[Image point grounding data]
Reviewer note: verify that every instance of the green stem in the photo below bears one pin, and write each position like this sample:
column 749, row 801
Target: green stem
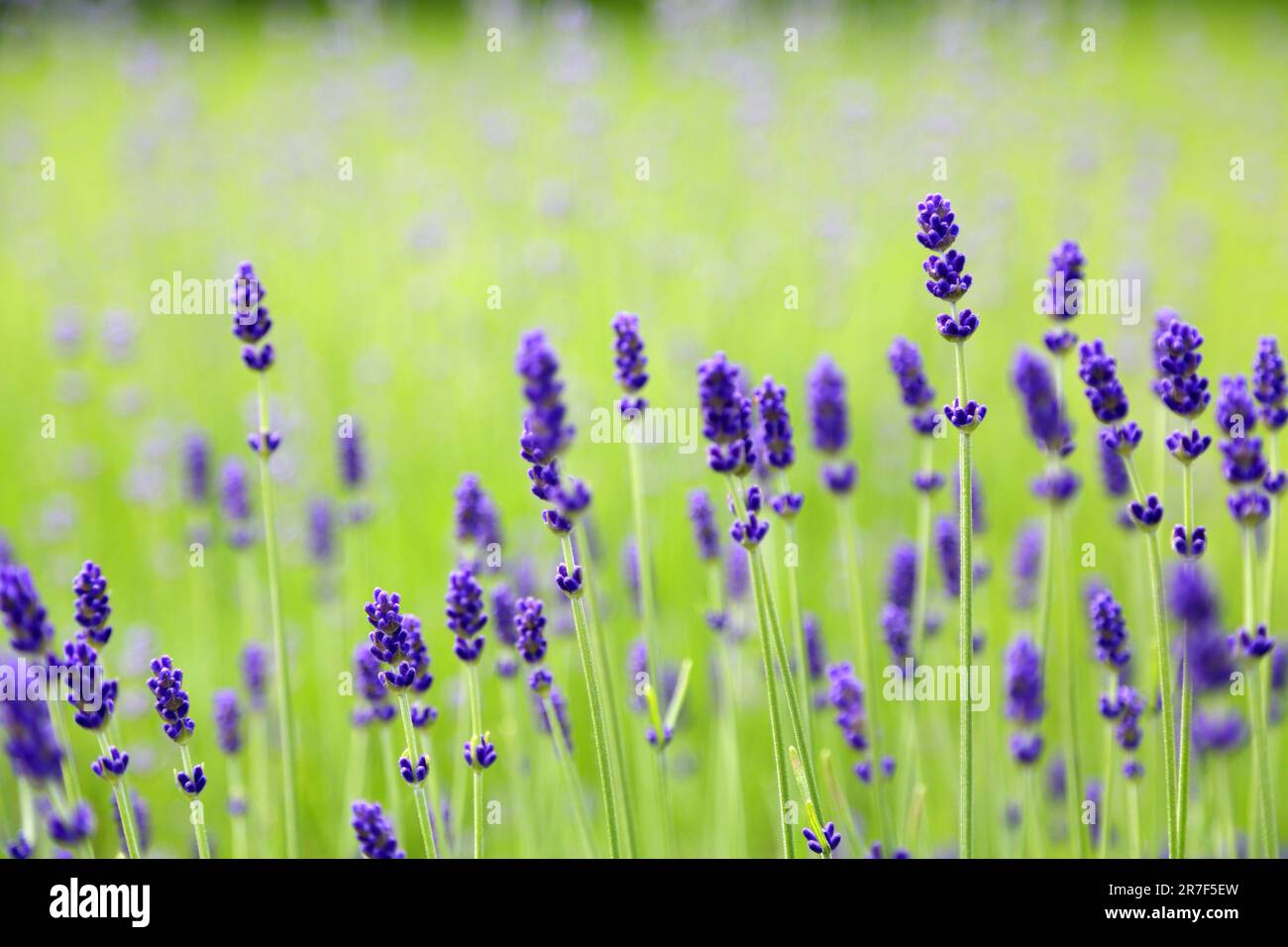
column 596, row 705
column 965, row 737
column 1162, row 648
column 198, row 827
column 123, row 805
column 279, row 659
column 426, row 836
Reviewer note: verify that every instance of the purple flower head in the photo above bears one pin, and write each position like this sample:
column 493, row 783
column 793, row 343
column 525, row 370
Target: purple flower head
column 1269, row 384
column 196, row 468
column 1146, row 515
column 776, row 424
column 375, row 835
column 256, row 673
column 477, row 521
column 1107, row 621
column 171, row 699
column 1025, row 565
column 831, row 838
column 91, row 603
column 1022, row 677
column 250, row 317
column 1249, row 508
column 1099, row 371
column 235, row 502
column 958, row 328
column 25, row 616
column 1064, row 296
column 845, row 694
column 935, row 223
column 1176, row 356
column 1031, row 376
column 703, row 518
column 945, row 275
column 480, row 754
column 906, row 364
column 630, row 360
column 529, row 624
column 228, row 722
column 725, row 418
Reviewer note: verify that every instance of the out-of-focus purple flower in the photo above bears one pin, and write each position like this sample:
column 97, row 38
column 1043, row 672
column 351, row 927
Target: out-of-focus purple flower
column 630, row 360
column 228, row 722
column 829, row 421
column 1031, row 376
column 375, row 835
column 1177, row 360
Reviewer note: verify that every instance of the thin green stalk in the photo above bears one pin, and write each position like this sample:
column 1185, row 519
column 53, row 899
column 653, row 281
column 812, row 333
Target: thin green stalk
column 596, row 705
column 472, row 680
column 281, row 669
column 1260, row 688
column 1162, row 646
column 124, row 805
column 965, row 626
column 198, row 826
column 426, row 836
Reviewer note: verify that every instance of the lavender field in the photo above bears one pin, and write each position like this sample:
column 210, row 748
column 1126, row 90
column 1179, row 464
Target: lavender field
column 657, row 431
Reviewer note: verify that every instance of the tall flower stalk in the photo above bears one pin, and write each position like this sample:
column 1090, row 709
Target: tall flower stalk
column 252, row 324
column 171, row 705
column 948, row 281
column 1109, row 405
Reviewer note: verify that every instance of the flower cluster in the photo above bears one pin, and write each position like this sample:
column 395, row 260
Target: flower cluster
column 630, row 360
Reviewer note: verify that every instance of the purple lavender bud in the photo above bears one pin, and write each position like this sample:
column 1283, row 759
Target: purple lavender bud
column 228, row 722
column 1022, row 677
column 1107, row 621
column 945, row 275
column 192, row 785
column 906, row 364
column 967, row 416
column 1177, row 360
column 375, row 835
column 480, row 754
column 235, row 502
column 1064, row 299
column 196, row 468
column 958, row 328
column 111, row 767
column 171, row 699
column 1025, row 565
column 1253, row 646
column 24, row 613
column 1031, row 376
column 1249, row 508
column 1099, row 371
column 250, row 317
column 1147, row 514
column 1269, row 385
column 776, row 424
column 630, row 360
column 831, row 838
column 91, row 603
column 413, row 775
column 321, row 531
column 902, row 575
column 845, row 694
column 703, row 518
column 477, row 521
column 1186, row 447
column 254, row 674
column 935, row 222
column 529, row 624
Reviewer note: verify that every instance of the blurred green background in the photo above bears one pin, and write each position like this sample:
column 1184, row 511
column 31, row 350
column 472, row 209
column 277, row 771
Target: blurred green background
column 519, row 169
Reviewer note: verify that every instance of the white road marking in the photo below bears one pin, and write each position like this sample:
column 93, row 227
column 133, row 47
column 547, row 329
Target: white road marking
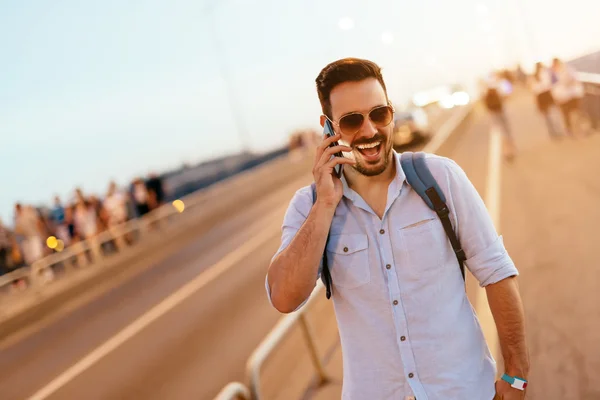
column 492, row 202
column 266, row 229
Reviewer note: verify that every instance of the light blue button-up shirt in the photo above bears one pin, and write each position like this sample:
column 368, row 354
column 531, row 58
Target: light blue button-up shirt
column 405, row 323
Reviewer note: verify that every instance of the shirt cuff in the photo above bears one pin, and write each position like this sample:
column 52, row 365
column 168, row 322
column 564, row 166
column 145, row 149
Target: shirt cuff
column 492, row 264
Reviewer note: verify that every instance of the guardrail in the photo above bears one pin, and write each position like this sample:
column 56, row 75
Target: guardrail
column 591, row 99
column 274, row 338
column 91, row 251
column 288, row 322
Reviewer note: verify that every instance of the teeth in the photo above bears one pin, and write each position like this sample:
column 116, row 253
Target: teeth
column 368, row 146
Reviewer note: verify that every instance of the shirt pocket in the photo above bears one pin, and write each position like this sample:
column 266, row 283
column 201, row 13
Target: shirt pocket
column 423, row 242
column 348, row 258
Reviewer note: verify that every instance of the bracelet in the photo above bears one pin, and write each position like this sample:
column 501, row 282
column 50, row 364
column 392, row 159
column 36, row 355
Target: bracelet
column 515, row 381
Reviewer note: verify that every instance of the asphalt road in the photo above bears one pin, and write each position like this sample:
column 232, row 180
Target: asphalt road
column 191, row 351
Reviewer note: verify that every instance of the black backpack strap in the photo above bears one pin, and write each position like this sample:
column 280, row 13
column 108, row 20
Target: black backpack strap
column 420, row 179
column 325, row 273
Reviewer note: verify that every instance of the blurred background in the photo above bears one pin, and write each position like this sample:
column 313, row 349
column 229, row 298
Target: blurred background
column 152, row 146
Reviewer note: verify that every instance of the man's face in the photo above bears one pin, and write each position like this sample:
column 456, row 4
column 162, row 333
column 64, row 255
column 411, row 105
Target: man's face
column 371, row 145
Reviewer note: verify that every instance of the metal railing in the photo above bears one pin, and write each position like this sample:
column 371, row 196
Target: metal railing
column 197, row 206
column 285, row 325
column 591, row 99
column 275, row 337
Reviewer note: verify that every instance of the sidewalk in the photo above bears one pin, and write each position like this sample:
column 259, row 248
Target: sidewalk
column 549, row 220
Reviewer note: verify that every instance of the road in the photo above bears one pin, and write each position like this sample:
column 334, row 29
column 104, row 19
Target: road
column 548, row 216
column 203, row 342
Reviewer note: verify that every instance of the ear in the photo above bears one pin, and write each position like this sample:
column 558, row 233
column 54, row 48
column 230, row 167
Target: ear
column 322, row 121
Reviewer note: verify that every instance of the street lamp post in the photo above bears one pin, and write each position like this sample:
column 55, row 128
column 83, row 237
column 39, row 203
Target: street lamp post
column 223, row 66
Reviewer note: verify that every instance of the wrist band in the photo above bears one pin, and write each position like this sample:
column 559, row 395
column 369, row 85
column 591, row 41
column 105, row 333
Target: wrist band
column 515, row 381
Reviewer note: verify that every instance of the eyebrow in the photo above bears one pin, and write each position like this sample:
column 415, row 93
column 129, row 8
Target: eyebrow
column 358, row 112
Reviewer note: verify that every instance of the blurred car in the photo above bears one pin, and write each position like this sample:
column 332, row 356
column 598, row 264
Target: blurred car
column 411, row 127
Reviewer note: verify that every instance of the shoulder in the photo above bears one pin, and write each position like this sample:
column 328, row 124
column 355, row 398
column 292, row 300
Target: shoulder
column 442, row 167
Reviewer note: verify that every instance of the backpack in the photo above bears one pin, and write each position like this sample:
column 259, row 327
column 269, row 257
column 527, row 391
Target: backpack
column 421, row 181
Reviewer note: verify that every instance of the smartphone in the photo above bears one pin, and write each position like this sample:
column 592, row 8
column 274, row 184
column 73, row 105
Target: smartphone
column 328, row 131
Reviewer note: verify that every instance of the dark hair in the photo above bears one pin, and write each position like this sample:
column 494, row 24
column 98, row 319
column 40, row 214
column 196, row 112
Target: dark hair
column 344, row 70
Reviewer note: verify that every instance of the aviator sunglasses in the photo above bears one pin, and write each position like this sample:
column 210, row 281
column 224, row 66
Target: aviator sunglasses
column 351, row 123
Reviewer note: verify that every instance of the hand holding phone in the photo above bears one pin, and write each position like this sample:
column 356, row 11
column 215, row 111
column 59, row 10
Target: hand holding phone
column 327, row 177
column 329, row 132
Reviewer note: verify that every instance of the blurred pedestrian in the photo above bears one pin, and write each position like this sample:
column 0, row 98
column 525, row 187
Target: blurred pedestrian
column 156, row 193
column 567, row 92
column 140, row 197
column 541, row 85
column 494, row 92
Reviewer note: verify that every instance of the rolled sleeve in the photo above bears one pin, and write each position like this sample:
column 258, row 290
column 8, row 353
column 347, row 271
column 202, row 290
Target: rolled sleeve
column 294, row 218
column 492, row 264
column 487, row 258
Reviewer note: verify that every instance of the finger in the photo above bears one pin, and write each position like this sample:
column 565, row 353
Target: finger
column 338, row 161
column 326, row 142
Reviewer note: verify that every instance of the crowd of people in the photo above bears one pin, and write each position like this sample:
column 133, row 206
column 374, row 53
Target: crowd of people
column 557, row 92
column 81, row 218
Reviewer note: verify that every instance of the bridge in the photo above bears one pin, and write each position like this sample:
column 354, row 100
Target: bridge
column 183, row 313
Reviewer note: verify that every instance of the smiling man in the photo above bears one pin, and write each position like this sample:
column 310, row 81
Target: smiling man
column 406, row 326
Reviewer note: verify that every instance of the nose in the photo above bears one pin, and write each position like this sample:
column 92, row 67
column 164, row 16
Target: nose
column 367, row 130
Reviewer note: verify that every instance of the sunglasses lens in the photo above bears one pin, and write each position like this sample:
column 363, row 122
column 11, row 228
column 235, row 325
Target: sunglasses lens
column 381, row 116
column 351, row 123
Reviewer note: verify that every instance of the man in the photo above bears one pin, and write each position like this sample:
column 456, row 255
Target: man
column 406, row 326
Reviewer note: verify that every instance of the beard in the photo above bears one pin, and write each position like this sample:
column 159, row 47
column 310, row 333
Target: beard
column 373, row 167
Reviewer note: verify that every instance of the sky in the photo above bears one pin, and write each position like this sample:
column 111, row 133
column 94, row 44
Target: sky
column 92, row 91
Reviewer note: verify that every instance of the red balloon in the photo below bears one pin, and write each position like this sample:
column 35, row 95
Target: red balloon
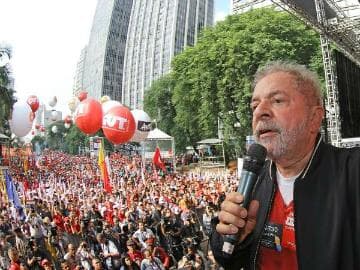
column 88, row 116
column 33, row 102
column 118, row 125
column 82, row 95
column 68, row 119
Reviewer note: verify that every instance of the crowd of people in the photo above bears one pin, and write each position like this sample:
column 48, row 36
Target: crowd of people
column 150, row 220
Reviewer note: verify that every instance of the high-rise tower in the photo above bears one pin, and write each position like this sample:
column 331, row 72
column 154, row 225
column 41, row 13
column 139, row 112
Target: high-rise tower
column 103, row 67
column 158, row 30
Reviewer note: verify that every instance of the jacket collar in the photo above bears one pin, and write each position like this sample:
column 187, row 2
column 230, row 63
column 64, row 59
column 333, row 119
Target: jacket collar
column 272, row 167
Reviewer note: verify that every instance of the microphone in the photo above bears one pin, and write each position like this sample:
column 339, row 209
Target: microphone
column 253, row 162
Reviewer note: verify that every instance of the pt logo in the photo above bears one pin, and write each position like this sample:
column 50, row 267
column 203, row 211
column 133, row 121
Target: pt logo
column 116, row 122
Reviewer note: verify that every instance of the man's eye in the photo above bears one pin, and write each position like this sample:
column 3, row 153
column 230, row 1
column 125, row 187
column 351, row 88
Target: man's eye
column 253, row 106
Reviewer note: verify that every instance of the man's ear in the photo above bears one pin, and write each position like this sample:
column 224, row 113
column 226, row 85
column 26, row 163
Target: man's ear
column 317, row 115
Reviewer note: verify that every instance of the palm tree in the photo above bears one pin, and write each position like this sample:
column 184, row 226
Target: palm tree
column 7, row 98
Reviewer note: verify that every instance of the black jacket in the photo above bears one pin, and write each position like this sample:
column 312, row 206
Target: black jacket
column 327, row 213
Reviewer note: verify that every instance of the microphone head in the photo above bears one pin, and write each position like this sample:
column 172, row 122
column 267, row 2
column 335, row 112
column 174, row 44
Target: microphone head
column 255, row 158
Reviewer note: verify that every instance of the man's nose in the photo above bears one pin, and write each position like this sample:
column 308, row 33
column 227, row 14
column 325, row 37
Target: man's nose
column 262, row 110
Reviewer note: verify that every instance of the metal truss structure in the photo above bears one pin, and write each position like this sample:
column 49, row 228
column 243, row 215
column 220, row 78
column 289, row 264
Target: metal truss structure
column 338, row 21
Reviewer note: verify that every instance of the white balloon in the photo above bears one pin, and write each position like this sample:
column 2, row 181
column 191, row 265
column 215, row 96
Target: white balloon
column 4, row 58
column 53, row 101
column 54, row 115
column 73, row 103
column 143, row 125
column 108, row 105
column 21, row 122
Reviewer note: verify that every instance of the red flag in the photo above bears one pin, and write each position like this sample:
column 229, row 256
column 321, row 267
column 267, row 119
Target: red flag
column 157, row 159
column 103, row 169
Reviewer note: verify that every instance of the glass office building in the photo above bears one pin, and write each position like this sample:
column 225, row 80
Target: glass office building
column 103, row 68
column 158, row 30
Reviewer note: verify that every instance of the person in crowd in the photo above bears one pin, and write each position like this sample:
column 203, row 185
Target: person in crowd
column 128, row 264
column 65, row 265
column 134, row 254
column 46, row 265
column 70, row 256
column 14, row 259
column 35, row 254
column 150, row 262
column 84, row 255
column 304, row 183
column 142, row 234
column 159, row 252
column 96, row 264
column 21, row 242
column 5, row 246
column 207, row 217
column 108, row 252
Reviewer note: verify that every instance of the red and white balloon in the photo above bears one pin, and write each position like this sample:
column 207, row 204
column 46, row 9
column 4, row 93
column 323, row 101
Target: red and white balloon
column 108, row 105
column 33, row 102
column 88, row 116
column 68, row 119
column 82, row 95
column 73, row 103
column 118, row 125
column 22, row 119
column 53, row 101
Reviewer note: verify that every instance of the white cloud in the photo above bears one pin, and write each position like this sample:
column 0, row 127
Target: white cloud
column 46, row 38
column 220, row 15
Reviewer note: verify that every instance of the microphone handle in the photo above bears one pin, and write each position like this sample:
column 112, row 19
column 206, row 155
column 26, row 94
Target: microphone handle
column 247, row 182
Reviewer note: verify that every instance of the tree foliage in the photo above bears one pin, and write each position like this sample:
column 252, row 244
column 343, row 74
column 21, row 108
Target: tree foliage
column 7, row 98
column 212, row 80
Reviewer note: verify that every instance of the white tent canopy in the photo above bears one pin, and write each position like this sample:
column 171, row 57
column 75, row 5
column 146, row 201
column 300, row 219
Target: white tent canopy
column 158, row 138
column 157, row 134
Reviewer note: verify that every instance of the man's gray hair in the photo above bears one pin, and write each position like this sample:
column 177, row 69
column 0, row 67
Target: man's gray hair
column 307, row 81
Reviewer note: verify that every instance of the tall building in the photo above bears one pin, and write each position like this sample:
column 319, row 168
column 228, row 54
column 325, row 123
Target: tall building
column 158, row 30
column 103, row 68
column 241, row 6
column 79, row 73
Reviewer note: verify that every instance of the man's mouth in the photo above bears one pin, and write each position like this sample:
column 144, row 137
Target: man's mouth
column 265, row 133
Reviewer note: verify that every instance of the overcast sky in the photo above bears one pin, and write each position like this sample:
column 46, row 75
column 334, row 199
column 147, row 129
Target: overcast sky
column 46, row 37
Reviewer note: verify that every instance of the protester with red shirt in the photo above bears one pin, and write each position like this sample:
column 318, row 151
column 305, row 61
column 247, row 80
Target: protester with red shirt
column 14, row 259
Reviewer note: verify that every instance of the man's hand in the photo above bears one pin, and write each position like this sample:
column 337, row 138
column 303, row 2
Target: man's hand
column 234, row 217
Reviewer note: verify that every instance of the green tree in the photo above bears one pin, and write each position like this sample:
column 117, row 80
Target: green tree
column 212, row 80
column 7, row 98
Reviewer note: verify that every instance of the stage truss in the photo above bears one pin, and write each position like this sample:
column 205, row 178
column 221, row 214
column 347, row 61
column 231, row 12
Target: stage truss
column 344, row 30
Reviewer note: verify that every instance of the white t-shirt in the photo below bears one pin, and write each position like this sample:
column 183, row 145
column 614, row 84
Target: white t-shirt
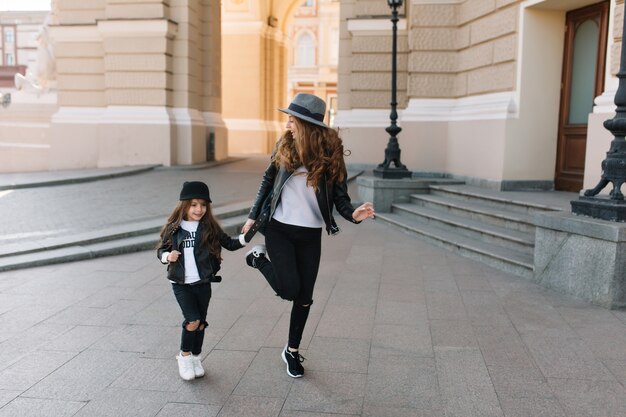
column 191, row 269
column 298, row 205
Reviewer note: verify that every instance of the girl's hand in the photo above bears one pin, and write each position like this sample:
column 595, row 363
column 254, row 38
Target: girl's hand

### WHAT THE EXERCISE ASKS
Find the lines in the data that include "girl", then copy each of them.

### TASK RESPONSE
Reviewer note: verify that every instance of the girl's hand in the photo above bears one pin, and write each position like this sample:
Target: girl's hand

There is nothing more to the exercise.